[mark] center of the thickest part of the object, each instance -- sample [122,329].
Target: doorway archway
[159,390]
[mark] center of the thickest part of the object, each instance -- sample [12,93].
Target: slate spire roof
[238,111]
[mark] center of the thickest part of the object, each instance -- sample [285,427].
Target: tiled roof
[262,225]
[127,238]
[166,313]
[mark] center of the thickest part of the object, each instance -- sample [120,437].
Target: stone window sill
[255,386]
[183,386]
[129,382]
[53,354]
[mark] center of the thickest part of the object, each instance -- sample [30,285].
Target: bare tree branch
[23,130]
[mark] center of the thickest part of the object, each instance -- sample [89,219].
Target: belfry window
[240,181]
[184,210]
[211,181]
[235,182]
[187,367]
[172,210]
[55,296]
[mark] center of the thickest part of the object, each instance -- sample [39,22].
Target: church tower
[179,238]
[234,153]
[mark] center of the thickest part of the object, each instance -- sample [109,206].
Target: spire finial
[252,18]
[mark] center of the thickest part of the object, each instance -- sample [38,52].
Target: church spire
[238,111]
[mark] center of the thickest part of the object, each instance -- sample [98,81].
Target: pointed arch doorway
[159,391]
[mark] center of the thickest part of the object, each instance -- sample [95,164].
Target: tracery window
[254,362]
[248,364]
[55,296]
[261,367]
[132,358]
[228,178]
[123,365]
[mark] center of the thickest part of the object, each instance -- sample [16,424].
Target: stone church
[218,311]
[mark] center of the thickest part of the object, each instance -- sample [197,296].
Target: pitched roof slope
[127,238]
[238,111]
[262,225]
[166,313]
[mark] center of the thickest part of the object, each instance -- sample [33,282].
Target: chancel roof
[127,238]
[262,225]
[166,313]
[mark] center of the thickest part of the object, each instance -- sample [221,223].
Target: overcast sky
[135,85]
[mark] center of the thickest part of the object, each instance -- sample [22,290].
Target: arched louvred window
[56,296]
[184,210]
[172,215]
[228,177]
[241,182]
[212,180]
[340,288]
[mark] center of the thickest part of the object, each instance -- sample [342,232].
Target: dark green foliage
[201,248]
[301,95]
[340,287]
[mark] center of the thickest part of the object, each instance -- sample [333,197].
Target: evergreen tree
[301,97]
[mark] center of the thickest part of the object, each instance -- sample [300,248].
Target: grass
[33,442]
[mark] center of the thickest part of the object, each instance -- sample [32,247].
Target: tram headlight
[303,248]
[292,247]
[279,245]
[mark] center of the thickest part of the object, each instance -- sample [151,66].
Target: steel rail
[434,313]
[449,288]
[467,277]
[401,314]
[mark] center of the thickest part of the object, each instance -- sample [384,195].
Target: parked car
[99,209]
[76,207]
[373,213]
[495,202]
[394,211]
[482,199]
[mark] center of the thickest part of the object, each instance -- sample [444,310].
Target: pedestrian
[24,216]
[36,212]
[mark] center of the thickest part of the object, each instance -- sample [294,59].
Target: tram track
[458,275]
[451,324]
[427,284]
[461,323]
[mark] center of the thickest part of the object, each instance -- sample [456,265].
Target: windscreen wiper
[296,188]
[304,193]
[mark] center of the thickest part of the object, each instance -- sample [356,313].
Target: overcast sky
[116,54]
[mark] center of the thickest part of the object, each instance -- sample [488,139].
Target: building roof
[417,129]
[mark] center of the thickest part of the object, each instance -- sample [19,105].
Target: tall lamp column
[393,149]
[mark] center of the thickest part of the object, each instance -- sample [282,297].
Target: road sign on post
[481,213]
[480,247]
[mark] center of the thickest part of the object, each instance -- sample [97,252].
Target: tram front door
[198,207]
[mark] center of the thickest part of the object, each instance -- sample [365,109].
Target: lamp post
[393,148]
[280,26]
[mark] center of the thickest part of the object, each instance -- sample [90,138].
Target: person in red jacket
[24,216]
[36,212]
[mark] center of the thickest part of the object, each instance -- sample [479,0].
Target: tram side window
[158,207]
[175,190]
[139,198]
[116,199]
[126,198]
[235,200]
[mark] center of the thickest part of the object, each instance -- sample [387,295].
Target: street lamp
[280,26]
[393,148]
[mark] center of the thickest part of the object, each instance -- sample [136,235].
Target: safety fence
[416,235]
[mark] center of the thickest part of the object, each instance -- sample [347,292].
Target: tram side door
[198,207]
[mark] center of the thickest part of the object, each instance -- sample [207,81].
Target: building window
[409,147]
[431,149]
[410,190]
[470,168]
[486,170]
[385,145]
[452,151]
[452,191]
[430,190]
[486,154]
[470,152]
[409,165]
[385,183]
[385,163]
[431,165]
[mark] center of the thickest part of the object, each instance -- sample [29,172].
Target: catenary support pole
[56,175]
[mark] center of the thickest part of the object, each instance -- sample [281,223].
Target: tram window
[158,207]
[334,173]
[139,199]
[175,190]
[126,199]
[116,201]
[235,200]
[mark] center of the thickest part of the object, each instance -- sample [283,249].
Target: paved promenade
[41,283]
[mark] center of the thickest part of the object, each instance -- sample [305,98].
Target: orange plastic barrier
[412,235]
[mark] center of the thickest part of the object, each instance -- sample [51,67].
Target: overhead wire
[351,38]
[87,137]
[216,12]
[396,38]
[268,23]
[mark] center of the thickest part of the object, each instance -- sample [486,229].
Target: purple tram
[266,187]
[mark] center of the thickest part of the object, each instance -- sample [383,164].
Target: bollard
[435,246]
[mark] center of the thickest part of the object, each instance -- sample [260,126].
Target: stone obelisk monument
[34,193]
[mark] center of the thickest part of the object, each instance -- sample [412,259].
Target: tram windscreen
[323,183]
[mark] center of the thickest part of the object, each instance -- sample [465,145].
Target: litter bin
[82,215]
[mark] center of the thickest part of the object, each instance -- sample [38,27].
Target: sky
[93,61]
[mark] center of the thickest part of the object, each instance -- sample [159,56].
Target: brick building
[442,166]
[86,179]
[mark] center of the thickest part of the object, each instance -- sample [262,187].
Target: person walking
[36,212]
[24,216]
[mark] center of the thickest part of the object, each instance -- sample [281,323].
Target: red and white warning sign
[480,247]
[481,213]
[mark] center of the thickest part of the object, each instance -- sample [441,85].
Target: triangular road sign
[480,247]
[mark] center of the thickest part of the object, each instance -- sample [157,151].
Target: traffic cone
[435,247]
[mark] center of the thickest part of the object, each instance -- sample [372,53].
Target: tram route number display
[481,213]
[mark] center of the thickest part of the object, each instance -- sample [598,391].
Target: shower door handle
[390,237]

========================================================================

= Exercise =
From the line containing "-- sample [281,323]." down to the final line of the data, write out every line exactly; both the first and last of these belong in your answer, and nothing else does.

= Exercise response =
[mark] center of the thickest part of the object, each instance -- sample [281,323].
Target: red and white warning sign
[480,247]
[481,213]
[mark] center of the thickest part of the object, each instance -- sample [441,85].
Target: triangular road sign
[480,247]
[mark] center of the thickest part of the object, each instance -- sample [157,151].
Target: traffic cone
[435,247]
[mark] center of the thickest part of the object, each instance -- sample [372,53].
Target: tram route number display
[481,213]
[mark] center of the thickest part of the object, each instance -- sample [598,391].
Target: shower door handle
[390,237]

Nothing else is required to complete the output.